— Data rows —
◆ ◆ ◆ ◆

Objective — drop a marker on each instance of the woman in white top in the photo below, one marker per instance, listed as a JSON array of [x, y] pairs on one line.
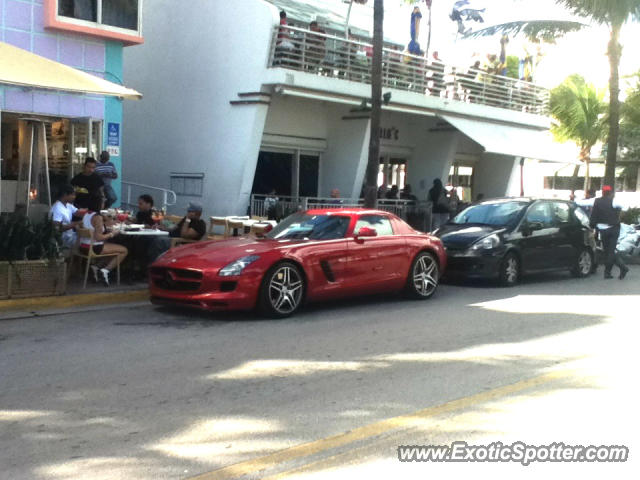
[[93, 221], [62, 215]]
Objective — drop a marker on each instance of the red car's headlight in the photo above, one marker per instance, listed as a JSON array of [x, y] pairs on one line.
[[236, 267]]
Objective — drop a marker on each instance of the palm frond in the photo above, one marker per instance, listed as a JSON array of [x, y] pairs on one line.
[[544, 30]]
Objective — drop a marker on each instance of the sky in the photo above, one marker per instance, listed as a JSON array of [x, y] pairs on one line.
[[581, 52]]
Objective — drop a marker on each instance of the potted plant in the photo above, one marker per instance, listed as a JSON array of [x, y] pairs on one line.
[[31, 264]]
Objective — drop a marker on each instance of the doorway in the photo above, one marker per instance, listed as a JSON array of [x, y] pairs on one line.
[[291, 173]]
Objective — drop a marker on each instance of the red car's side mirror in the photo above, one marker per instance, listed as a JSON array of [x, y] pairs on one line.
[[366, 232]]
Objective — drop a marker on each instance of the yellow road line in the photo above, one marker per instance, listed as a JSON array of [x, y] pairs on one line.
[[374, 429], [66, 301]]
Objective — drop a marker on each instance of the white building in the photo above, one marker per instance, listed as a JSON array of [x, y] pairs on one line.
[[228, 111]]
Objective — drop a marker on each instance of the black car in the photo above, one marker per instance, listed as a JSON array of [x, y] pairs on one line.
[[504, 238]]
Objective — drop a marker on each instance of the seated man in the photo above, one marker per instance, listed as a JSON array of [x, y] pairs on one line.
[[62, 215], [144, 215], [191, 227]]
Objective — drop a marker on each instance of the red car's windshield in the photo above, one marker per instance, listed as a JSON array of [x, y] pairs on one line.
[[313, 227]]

◆ ◆ ◆ ◆

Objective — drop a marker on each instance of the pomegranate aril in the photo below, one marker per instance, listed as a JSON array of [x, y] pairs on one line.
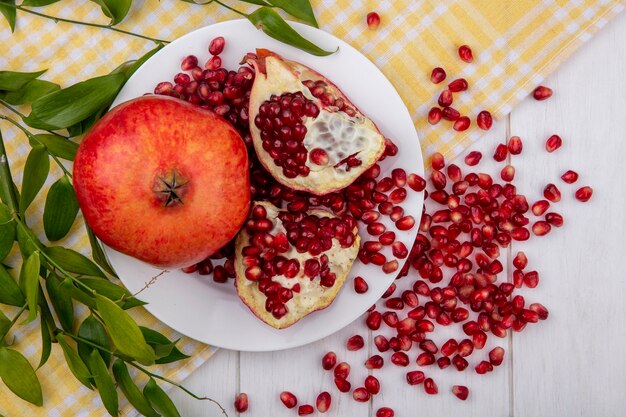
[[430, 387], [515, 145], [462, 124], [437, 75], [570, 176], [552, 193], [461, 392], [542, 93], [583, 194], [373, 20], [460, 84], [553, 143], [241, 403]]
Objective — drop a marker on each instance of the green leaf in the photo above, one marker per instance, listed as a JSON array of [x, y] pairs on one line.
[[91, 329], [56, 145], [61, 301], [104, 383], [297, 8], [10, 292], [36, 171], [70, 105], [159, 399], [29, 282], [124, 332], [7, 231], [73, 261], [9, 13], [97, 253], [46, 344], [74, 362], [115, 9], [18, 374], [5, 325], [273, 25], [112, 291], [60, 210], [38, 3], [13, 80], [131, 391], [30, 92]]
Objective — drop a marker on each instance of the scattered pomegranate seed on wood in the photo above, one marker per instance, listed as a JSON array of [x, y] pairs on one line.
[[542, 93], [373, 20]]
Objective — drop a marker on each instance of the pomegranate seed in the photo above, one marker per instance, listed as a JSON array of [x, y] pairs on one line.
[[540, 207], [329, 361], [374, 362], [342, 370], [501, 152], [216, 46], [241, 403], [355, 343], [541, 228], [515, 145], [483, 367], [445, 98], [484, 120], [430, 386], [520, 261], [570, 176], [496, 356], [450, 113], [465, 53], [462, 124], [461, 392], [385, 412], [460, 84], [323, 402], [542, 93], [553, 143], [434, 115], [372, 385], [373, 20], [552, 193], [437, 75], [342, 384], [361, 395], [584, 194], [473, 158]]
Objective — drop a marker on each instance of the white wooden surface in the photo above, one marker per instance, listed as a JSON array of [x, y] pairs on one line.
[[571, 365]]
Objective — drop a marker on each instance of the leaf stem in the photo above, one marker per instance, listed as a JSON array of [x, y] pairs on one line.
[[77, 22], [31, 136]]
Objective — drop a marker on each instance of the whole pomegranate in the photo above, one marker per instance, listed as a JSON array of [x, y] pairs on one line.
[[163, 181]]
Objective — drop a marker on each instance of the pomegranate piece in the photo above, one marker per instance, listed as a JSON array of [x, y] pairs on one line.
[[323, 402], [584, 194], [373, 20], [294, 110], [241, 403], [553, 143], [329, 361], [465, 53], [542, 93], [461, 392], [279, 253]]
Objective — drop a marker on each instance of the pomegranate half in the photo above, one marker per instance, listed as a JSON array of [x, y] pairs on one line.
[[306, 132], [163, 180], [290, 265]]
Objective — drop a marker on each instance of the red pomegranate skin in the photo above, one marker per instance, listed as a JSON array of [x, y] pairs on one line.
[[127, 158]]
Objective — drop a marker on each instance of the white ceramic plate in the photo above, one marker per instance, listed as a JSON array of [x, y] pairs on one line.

◆ ◆ ◆ ◆

— Task statement —
Arrange the items as a Markdown table with the columns Index and Content, one numbered row per line and blank lines dropped. Begin at the line that contains "Objective — drop a marker on each instance of the whole" and stop after the line that contains "[[306, 132], [163, 180], [290, 265]]".

— Exercise response —
| Index | Content |
|---|---|
| 1 | Objective — drop a marker on each instance of the whole pomegranate in the photo above, one marker per instance, listed as a JSON array of [x, y] pairs on one line. |
| 2 | [[163, 181]] |
| 3 | Objective — drop a marker on each instance of the pomegranate piece in the photo above, one marker per instance, listed as a JSON array of [x, y] pairs on one line. |
| 4 | [[323, 402], [584, 194], [373, 20], [294, 110], [241, 403], [553, 143], [329, 361], [465, 53], [542, 93], [461, 392], [279, 253]] |
| 5 | Objective — drop a marker on each instance of the pomegranate half in the photo above, one marker per instance, listed as a JSON array of [x, y] pairs on one line. |
| 6 | [[306, 132], [163, 180], [290, 265]] |